━━━ RECORDS PROVIDED ━━━
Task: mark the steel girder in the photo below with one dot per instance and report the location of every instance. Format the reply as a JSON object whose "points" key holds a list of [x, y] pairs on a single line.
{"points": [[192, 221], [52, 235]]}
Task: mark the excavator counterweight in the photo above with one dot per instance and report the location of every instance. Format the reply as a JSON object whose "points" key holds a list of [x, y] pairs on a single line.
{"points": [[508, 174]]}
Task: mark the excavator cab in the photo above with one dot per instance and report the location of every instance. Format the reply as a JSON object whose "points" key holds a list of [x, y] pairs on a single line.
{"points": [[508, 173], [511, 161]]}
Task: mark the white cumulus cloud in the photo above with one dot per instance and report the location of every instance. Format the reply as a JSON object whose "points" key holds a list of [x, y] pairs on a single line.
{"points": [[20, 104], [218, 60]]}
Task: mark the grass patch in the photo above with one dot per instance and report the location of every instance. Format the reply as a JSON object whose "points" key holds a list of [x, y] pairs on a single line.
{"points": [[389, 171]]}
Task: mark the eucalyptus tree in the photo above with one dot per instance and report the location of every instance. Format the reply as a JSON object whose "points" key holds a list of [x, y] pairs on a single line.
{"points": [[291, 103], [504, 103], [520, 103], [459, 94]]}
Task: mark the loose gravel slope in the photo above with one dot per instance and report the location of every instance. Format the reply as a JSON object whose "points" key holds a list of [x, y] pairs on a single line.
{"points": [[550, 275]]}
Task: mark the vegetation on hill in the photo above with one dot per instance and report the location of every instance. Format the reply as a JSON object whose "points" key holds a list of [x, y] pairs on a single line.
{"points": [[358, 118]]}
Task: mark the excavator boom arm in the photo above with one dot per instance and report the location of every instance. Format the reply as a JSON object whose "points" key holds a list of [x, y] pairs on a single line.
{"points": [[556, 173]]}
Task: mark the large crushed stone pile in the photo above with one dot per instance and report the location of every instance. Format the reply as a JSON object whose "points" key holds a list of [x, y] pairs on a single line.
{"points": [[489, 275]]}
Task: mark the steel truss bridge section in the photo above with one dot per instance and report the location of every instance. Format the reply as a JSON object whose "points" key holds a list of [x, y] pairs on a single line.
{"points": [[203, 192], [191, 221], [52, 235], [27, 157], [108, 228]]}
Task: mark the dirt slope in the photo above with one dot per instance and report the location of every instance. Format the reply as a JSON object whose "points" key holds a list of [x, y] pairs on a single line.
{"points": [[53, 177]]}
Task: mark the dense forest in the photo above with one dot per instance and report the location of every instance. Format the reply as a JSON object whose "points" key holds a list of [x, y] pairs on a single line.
━━━
Turn everything from the line containing "Task: mark the dirt" down to the end of the material into a Markdown table with the columns No. and Line, one row per line and blank lines left out.

| No. | Line |
|---|---|
| 1 | Task: mark the dirt slope in the photo above with one dot per instance and report the location of every instance. Format the reply as a JSON object whose "points" key holds a list of [x, y] pairs on a single line. |
| 2 | {"points": [[53, 177]]} |
| 3 | Task: mark the dense forest in the photo above with one dot per instance and report the location of every instance. Format the reply as a JSON object whose "points" key holds a list of [x, y] pairs on a single line. |